What you should do: Please pick out every line in the material below that contains the string "lookup" and copy each one. Case counts.

Task inputs:
○ ○ ○

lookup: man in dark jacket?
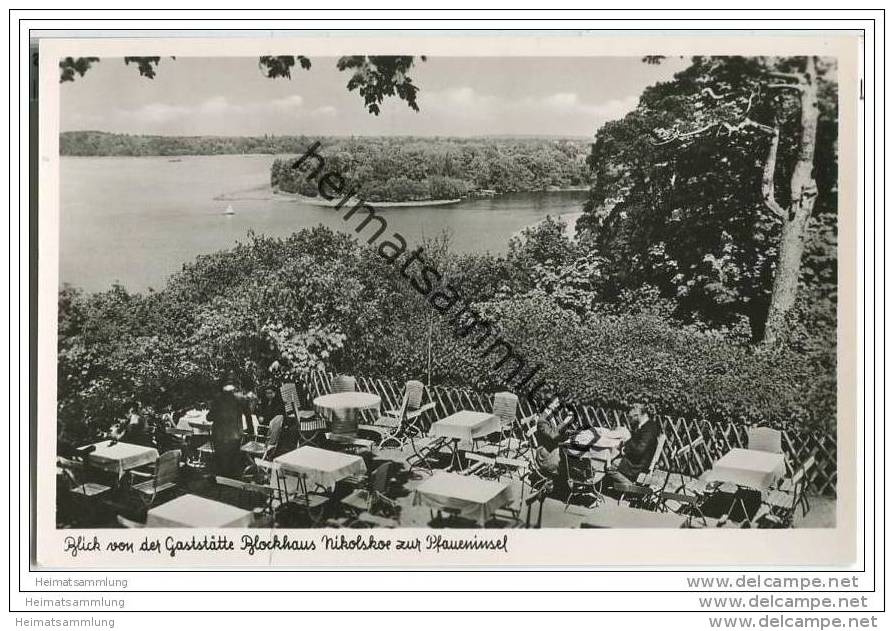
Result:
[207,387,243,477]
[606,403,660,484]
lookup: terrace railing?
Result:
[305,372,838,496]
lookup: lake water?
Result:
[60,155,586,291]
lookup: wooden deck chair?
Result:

○ ○ ○

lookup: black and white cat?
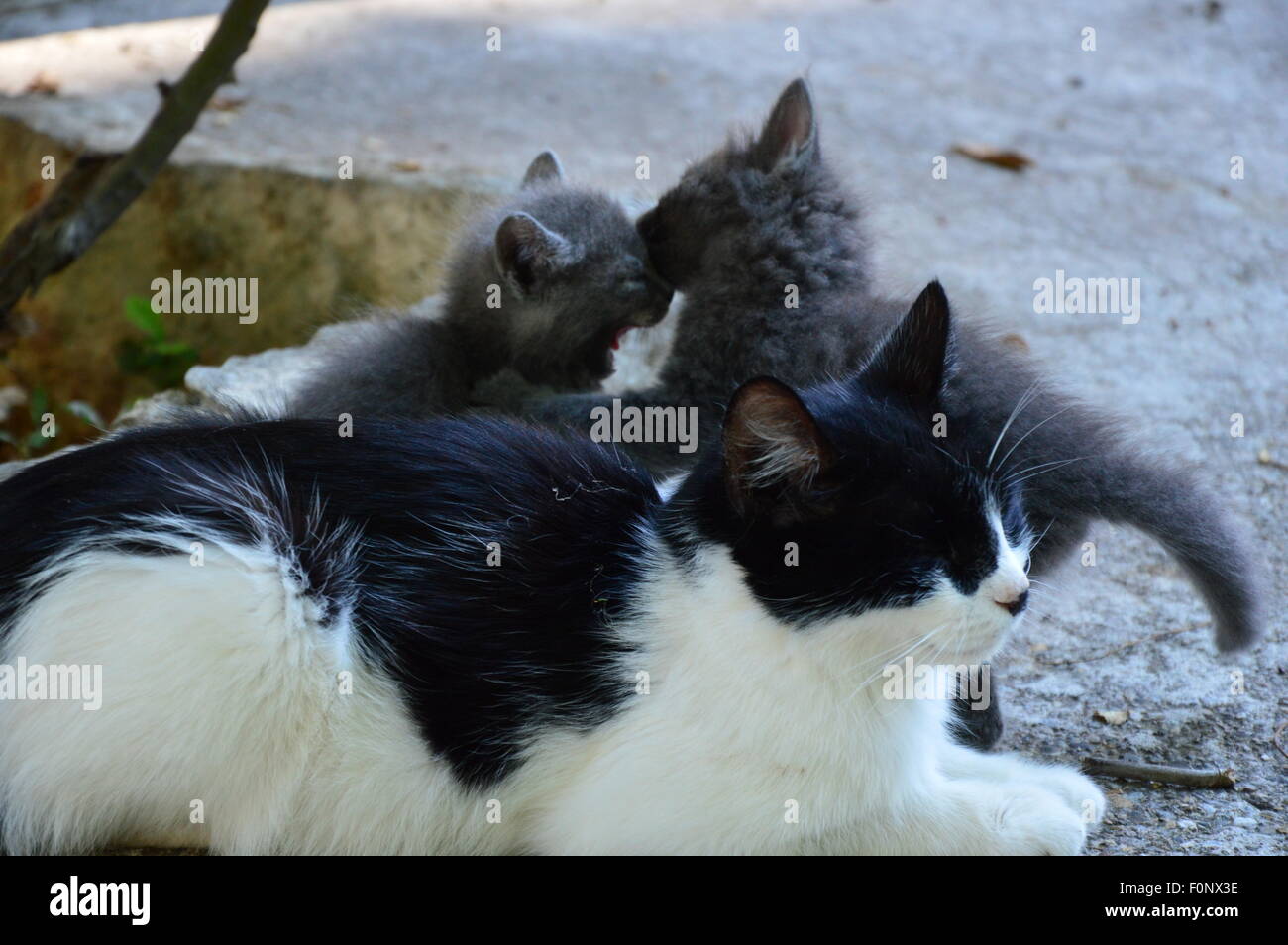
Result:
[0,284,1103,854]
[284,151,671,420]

○ ○ ○

Response to this exercise:
lookup: man in dark jacket?
lookup: terrace railing?
lookup: lake water?
lookup: wooden deck chair?
lookup: black and white cat?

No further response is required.